Output each line from the one that contains "Target: white door frame" to the final line of the data below, exactly, and include nothing else.

RECORDS FOR THIS EXERCISE.
=== Section Start ===
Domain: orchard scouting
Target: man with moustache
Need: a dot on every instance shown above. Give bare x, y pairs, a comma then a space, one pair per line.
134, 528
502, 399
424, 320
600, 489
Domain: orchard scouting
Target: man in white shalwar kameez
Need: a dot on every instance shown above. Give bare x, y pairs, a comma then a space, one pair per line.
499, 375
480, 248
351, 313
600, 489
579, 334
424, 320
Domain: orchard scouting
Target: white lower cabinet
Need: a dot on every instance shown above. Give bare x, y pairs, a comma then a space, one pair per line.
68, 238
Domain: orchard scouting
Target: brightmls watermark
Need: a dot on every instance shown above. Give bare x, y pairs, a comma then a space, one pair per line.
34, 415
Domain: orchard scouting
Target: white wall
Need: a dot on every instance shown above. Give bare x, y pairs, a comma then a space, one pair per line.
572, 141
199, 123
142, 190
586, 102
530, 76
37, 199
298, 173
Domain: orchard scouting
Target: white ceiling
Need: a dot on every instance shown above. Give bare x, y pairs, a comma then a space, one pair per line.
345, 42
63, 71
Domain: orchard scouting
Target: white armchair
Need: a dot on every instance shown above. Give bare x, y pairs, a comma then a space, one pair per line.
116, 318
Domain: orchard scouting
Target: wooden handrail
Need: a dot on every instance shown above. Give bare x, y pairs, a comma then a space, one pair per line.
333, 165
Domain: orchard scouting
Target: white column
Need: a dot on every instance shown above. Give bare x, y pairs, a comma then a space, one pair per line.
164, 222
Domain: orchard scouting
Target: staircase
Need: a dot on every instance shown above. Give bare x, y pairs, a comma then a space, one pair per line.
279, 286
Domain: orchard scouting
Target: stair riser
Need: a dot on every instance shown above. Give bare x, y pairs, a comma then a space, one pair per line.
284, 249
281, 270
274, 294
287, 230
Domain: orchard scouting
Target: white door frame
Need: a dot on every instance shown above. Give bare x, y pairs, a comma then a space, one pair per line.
=== Section End ===
ANSWER SPACE.
Target: white door frame
Need: a dot on every instance shown above. Give bare x, y pairs, a comma then a space, one pair per line.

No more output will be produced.